-- START OF Supplied data --
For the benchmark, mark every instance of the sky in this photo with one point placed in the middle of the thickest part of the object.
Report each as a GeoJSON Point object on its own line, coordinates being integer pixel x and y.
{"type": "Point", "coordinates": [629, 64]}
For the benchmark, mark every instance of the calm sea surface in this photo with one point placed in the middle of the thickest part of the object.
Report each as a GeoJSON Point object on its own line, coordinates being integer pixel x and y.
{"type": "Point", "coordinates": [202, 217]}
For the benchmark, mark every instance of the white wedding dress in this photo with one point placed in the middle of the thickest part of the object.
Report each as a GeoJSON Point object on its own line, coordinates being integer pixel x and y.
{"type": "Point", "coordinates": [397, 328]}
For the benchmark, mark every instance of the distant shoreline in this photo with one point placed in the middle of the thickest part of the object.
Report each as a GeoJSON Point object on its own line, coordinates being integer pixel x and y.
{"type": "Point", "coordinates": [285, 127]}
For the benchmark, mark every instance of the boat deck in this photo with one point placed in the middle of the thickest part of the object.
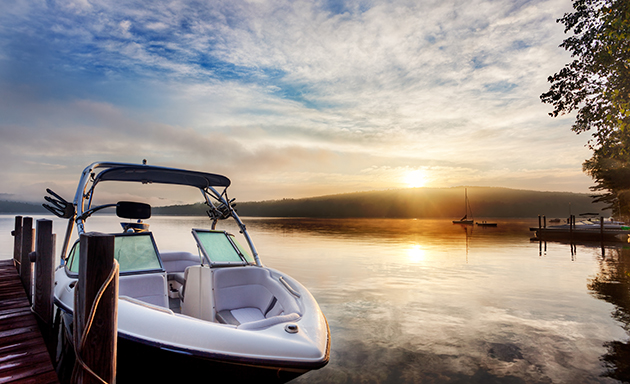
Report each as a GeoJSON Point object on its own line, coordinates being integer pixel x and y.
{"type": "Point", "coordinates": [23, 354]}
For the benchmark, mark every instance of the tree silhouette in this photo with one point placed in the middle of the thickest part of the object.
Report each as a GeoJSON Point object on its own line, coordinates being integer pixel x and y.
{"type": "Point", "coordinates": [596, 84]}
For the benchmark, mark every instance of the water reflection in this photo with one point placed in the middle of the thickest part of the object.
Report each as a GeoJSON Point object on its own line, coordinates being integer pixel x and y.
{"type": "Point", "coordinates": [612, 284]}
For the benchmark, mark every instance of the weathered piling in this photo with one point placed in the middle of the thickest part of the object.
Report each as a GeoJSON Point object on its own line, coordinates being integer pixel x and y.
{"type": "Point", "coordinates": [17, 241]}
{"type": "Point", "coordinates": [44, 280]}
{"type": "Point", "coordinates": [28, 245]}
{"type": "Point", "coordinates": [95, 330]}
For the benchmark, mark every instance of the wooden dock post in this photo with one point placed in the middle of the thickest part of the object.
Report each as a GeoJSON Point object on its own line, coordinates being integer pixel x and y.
-- END OF Supplied data --
-- START OF Supplied data --
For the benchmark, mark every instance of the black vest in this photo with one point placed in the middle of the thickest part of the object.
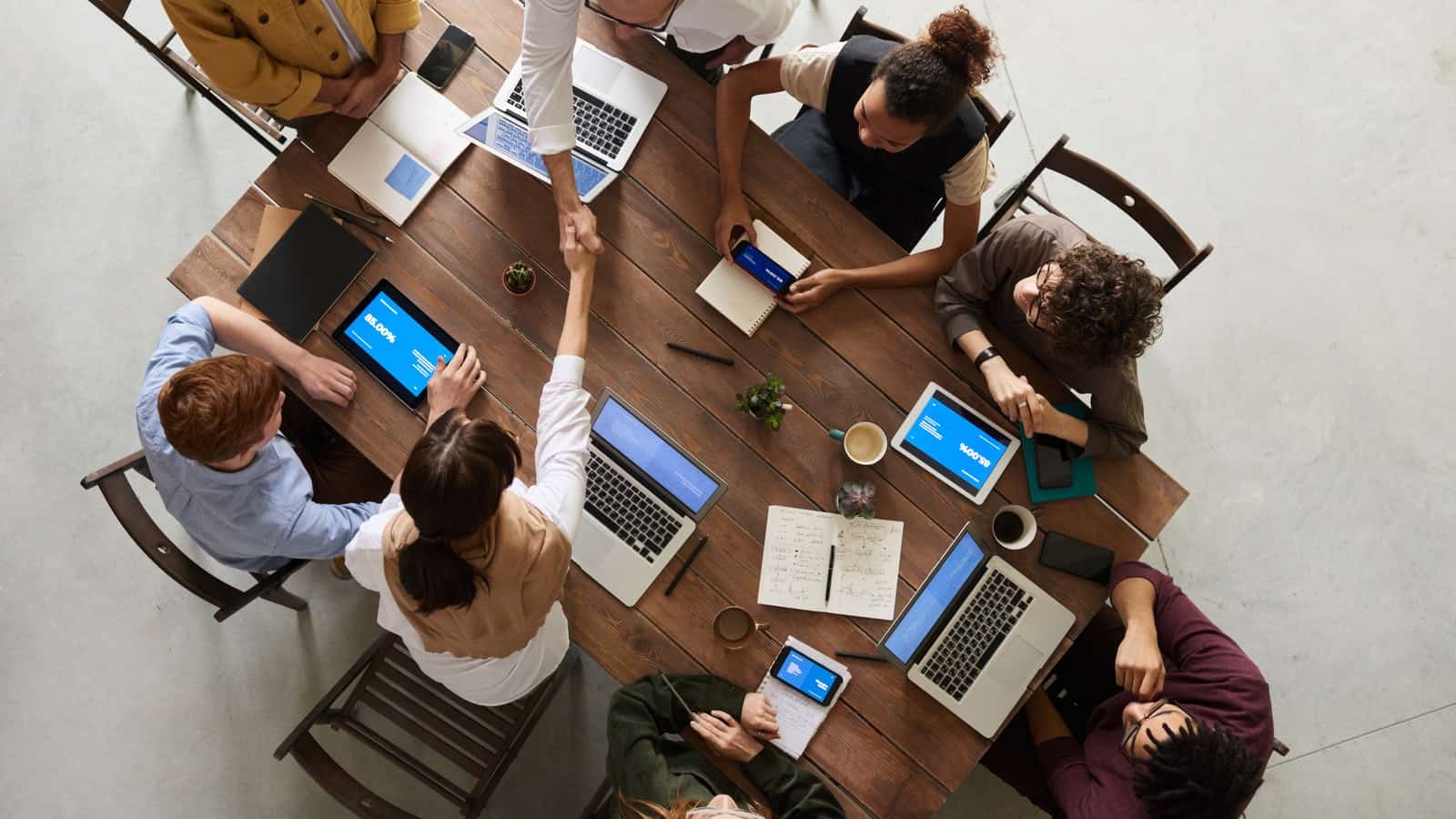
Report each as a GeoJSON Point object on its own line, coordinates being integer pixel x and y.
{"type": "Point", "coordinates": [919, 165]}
-- END OF Supplied data --
Return each line in the records above that contains the word "post", copying it in full.

▸ Exercise result
For the benchmark, mark every instance of the wooden dock post in this photo with one point placed in the middle of the thickest part of the object.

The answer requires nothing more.